----- TEXT BLOCK -----

The U.S. Food and Drug Administration today issued guidance and a supporting science review identifying eight additional non-digestible carbohydrates (NDCs) that the agency intends to propose to add to the list of non-digestible carbohydrates that meet the definition of "dietary fiber" that was established in the Nutrition Facts label final rule. The FDA also issued responses to citizen petitions requesting that additional NDCs be added to the definition of "dietary fiber." These actions provide industry with additional clarity to update their product labels and accurately declare dietary fiber content on the Nutrition Facts and Supplement Facts labels for consumers.

----- EXCERPTED RECORDS -----

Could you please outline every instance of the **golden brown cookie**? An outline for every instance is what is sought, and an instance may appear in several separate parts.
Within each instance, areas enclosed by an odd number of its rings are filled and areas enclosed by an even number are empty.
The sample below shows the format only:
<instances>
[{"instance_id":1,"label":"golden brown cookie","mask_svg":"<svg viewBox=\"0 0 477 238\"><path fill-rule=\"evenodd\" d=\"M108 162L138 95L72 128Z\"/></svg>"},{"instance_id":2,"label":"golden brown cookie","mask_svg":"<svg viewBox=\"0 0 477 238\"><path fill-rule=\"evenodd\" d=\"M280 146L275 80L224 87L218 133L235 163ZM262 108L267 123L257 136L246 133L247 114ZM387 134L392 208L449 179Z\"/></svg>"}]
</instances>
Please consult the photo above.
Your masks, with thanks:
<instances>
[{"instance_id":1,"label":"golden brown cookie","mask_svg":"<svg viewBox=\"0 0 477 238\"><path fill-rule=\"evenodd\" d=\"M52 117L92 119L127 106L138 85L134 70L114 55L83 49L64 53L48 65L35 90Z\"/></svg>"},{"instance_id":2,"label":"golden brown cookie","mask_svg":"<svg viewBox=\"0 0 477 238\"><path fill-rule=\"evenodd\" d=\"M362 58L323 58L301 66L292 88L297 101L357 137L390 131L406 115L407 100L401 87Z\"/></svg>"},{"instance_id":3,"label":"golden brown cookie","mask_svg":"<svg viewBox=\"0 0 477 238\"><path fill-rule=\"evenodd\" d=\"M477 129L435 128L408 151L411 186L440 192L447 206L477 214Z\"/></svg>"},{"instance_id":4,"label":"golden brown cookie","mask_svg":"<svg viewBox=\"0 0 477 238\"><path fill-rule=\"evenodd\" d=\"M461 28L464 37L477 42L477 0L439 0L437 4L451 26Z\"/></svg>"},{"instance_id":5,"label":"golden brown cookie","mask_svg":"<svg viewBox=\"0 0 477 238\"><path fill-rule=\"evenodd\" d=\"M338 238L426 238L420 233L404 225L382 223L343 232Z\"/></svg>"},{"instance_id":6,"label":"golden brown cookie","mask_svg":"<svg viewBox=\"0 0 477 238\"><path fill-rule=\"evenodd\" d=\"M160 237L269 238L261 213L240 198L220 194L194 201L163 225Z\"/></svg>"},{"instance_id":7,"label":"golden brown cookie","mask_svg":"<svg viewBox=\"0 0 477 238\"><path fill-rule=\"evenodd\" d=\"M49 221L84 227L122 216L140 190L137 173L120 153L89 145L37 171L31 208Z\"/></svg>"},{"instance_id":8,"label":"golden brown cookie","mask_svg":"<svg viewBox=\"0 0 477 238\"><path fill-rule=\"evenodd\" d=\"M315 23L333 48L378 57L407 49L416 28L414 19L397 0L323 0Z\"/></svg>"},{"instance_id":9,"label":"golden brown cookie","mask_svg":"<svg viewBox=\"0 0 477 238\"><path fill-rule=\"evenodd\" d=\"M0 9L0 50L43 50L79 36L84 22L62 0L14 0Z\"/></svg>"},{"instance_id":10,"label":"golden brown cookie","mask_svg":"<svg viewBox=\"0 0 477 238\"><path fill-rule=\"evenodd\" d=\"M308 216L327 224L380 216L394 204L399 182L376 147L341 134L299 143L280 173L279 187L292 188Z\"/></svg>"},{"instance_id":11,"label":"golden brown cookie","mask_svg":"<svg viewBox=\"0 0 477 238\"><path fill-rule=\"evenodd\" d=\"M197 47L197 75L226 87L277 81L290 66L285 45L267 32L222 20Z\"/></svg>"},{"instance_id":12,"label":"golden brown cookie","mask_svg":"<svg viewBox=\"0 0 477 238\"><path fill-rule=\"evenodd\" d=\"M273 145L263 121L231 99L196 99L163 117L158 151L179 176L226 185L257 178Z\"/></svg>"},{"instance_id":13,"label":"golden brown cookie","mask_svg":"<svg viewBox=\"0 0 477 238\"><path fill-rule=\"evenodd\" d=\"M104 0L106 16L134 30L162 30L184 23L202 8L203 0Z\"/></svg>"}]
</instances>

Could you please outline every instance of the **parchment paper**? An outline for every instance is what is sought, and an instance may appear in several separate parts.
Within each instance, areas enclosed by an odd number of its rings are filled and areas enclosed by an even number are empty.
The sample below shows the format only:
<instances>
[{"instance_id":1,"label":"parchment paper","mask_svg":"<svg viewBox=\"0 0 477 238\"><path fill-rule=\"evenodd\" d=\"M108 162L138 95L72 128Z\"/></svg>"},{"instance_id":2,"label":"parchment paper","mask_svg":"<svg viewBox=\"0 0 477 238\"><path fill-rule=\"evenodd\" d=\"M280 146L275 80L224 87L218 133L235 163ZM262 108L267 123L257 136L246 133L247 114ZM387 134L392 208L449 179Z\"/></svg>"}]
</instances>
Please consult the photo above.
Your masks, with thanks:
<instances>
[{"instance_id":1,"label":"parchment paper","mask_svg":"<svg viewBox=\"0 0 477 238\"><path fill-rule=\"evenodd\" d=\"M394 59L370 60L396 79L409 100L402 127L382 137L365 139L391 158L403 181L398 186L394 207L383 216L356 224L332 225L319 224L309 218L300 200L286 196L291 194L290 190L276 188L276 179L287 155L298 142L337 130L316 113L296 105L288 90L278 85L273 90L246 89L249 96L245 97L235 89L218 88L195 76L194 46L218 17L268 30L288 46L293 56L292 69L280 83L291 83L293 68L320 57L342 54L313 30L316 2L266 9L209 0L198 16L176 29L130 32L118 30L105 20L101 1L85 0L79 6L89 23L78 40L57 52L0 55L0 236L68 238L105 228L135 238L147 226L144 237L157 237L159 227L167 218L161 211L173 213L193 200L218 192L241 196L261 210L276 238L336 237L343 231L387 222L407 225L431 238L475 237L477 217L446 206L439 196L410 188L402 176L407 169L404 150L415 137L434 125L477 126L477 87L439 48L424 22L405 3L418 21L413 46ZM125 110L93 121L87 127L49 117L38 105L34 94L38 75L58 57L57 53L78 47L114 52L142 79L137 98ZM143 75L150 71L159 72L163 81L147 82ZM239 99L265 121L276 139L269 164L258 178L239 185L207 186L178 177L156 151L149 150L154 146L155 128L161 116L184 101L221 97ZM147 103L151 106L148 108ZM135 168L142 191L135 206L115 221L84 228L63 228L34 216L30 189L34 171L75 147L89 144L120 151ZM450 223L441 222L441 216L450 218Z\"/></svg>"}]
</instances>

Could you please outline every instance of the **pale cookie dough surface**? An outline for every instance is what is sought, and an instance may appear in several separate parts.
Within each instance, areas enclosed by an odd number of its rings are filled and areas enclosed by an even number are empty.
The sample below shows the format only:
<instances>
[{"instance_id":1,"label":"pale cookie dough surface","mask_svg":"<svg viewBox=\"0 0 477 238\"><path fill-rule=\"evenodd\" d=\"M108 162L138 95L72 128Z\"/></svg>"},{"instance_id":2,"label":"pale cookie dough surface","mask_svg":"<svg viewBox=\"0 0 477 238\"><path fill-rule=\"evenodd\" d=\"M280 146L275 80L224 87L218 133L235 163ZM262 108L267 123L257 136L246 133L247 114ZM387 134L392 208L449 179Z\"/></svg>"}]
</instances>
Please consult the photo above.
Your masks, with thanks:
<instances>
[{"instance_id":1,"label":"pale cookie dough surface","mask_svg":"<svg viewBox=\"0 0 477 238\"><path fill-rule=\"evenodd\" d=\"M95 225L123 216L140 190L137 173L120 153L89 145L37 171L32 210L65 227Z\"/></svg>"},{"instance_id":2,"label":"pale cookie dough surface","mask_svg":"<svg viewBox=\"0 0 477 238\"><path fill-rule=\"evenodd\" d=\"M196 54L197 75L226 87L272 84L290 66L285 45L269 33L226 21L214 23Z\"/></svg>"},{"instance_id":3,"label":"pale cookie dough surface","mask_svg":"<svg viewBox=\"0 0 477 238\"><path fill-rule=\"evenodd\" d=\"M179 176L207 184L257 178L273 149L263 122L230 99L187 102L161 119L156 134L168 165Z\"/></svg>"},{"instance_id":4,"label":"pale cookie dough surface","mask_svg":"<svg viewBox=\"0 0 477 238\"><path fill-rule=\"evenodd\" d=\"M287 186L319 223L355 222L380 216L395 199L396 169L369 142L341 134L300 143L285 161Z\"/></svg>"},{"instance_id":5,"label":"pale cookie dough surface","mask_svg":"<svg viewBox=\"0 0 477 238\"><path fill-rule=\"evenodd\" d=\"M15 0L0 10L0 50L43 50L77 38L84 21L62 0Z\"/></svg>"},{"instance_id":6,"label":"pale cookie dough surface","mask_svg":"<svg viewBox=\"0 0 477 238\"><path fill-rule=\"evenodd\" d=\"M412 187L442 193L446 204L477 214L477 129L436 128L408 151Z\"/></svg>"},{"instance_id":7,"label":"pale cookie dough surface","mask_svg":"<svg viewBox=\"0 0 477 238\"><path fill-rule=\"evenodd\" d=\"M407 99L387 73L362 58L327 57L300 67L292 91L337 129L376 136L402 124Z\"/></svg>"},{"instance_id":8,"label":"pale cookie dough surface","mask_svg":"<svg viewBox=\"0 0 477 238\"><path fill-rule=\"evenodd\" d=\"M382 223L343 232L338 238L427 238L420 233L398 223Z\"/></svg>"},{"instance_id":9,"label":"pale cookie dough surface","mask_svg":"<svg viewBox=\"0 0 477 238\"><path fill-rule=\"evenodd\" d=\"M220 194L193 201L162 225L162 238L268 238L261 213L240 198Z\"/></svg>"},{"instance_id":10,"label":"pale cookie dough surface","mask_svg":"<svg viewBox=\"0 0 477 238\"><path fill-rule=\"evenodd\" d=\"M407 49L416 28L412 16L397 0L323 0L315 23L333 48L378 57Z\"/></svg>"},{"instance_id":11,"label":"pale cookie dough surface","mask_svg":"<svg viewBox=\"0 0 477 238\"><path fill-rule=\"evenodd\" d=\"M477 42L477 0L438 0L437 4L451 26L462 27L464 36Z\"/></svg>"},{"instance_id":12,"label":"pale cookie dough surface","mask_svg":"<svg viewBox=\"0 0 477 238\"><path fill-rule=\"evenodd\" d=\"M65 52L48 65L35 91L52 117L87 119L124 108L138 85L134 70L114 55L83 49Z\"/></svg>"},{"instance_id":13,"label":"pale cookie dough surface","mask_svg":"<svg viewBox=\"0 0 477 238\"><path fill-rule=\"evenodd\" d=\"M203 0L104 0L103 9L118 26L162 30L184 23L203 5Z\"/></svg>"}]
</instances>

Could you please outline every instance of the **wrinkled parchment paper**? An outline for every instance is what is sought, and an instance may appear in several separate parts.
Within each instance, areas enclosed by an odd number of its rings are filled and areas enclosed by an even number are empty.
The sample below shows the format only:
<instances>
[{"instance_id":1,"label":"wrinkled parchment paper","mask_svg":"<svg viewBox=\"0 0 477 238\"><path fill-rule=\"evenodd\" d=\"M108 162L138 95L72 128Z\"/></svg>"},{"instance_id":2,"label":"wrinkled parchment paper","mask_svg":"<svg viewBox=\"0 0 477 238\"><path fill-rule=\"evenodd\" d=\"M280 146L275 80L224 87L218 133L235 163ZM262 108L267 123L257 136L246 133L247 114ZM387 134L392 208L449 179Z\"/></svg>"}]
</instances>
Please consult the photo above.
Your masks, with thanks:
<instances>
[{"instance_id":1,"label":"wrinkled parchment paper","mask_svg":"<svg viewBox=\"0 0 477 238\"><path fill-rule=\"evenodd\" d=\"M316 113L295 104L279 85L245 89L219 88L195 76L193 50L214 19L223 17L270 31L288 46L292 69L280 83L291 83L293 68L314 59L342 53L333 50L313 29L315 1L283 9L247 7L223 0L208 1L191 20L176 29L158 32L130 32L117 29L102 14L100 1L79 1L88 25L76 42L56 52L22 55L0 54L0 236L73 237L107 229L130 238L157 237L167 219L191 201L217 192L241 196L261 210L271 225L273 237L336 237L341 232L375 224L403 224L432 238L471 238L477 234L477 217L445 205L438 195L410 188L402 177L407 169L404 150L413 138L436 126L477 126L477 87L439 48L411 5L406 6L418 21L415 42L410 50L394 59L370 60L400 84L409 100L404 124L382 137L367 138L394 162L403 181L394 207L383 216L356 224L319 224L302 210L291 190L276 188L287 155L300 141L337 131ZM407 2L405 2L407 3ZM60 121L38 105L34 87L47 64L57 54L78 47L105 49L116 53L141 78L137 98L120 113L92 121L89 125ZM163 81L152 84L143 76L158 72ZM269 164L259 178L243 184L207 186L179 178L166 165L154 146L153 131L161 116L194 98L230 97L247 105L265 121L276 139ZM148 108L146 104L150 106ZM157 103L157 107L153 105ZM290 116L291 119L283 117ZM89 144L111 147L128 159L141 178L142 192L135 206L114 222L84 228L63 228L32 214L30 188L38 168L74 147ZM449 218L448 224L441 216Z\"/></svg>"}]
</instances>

-----
----- EXCERPTED RECORDS -----

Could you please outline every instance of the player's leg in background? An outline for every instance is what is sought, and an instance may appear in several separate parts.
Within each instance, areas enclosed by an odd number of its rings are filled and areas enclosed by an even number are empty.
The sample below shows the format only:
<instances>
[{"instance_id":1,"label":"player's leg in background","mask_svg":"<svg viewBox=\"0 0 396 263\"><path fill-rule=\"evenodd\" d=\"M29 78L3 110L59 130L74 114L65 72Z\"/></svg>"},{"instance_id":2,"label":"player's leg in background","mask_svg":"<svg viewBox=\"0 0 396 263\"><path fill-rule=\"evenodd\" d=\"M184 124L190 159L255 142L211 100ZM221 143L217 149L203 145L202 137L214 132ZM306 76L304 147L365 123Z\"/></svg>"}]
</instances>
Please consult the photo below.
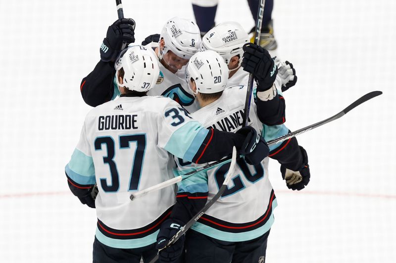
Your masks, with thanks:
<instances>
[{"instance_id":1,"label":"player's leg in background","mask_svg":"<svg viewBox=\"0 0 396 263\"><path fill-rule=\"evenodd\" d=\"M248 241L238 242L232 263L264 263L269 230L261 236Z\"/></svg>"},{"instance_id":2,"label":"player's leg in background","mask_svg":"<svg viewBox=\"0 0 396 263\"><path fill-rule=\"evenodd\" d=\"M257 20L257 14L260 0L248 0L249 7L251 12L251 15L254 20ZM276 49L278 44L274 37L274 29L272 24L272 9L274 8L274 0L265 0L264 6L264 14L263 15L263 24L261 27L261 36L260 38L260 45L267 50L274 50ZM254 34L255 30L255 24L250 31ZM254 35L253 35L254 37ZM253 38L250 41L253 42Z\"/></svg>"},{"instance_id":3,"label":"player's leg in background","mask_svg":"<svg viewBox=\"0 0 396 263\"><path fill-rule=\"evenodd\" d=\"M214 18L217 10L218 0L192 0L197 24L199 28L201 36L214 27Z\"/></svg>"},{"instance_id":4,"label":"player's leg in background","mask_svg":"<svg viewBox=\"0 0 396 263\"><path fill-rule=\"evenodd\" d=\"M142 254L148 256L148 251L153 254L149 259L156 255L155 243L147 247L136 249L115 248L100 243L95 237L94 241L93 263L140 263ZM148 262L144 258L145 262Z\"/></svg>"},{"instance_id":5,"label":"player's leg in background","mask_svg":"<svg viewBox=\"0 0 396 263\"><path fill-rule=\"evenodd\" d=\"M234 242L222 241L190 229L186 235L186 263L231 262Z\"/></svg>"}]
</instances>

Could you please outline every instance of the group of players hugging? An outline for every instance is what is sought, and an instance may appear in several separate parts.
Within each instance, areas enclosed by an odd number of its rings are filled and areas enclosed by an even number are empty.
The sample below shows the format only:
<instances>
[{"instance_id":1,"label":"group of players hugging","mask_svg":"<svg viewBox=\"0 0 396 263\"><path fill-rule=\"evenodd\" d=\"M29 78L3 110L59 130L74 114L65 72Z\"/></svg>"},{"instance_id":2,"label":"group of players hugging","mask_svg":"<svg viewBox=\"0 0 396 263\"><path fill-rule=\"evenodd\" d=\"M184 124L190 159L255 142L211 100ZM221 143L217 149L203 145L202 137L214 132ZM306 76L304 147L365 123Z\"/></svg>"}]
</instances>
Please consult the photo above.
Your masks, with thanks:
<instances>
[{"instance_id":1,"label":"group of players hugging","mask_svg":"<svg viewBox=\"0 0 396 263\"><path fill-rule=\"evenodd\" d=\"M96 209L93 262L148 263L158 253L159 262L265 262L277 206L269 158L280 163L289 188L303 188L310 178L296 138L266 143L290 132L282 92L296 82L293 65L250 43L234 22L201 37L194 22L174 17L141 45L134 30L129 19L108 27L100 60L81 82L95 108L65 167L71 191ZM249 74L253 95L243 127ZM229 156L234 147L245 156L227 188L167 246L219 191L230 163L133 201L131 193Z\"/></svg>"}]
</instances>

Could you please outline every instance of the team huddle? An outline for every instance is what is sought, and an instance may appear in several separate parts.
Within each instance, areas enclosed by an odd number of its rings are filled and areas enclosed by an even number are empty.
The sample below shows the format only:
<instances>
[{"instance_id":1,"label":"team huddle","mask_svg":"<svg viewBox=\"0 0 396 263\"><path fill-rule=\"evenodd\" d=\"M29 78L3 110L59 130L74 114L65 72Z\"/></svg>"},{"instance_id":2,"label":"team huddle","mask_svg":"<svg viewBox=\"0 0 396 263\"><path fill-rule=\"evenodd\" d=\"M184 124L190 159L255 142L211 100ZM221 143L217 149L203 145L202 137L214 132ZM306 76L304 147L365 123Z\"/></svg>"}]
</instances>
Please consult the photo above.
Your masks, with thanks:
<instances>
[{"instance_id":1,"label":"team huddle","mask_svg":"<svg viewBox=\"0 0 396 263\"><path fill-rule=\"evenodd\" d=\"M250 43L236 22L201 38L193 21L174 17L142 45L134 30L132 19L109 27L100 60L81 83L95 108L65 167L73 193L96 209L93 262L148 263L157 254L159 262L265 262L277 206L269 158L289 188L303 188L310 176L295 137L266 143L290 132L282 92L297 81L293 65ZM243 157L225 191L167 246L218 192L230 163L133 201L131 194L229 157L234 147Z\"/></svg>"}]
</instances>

-----
----- EXCERPTED RECORDS -----

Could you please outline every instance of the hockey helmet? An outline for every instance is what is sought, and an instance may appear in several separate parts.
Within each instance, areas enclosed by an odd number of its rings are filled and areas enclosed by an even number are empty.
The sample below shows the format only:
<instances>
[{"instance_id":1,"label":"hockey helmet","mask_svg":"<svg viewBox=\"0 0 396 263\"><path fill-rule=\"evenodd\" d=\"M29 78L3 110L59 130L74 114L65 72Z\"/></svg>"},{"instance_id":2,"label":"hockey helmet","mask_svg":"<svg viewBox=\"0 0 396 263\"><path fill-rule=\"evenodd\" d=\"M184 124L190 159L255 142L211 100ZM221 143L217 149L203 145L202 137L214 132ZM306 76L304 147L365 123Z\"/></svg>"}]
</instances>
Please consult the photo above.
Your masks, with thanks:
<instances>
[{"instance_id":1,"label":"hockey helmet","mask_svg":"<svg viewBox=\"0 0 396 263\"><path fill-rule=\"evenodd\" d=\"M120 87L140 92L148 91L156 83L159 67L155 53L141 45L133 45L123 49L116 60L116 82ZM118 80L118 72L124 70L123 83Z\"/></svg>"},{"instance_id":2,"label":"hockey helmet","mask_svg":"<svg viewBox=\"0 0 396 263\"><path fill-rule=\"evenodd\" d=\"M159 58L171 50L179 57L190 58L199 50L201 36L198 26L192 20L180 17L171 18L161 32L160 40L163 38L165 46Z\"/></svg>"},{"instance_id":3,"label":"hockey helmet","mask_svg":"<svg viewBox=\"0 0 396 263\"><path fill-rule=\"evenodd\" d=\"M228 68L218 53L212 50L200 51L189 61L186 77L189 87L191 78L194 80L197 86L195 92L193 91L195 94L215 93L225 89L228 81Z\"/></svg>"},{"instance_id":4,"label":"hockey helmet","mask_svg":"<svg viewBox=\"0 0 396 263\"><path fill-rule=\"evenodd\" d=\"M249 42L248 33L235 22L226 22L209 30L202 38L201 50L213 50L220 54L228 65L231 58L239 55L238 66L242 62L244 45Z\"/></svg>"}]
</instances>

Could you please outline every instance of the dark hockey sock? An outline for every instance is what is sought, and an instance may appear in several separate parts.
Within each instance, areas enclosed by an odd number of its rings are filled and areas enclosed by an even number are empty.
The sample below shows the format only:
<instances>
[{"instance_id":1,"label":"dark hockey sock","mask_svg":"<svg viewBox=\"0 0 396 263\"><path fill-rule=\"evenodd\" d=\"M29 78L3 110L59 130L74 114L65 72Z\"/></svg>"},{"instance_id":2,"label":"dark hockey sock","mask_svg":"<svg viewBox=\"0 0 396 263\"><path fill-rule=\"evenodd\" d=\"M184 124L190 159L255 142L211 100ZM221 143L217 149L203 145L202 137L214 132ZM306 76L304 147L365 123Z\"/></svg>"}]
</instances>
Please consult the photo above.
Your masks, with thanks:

-----

§ **REQUIRED ACTION 1**:
In the FDA dietary fiber announcement, how many additional non-digestible carbohydrates did the agency identify?
§ **REQUIRED ACTION 2**:
Resume the FDA dietary fiber announcement, picking up after its final sentence.

§ **TASK RESPONSE 1**:
Eight.

§ **TASK RESPONSE 2**:
These actions are based on the FDA's careful review of the strength of scientific evidence from citizen petitions submitted to the agency by manufacturers, public comments and on the agency's independent evaluation of the available scientific literature based on guidance that we issued on the
Review of the Scientific Evidence on the Physiological Effects of Certain Non-Digestible Carbohydrates
. The eight additional dietary fibers include mixed plant cell wall fibers (a broad category that includes fibers like sugar cane fiber and apple fiber, among many others), arabinoxylan, alginate, inulin and inulin-type fructans, high amylose starch (resistant starch 2), galactooligosaccharide, polydextrose, and resistant maltodextrin/dextrin.
Several petitions are still pending with FDA and reviewing this information is a very high priority for the Agency. Firms also can submit new citizen petitions, and we will review the petitions on a rolling basis. Firms whose non-digestible carbohydrates do not meet our regulatory definition of "dietary fiber" at this time can still use those non-digestible carbohydrates in foods and declare these as part of the amount of total carbohydrate on the food package.
The FDA is confident that after issuing this guidance and the science review, and responding to most of the citizen petitions we have received so far, many manufacturers can move forward to update their labels regarding dietary fiber and implement the new Nutrition Facts and Supplement Facts labels.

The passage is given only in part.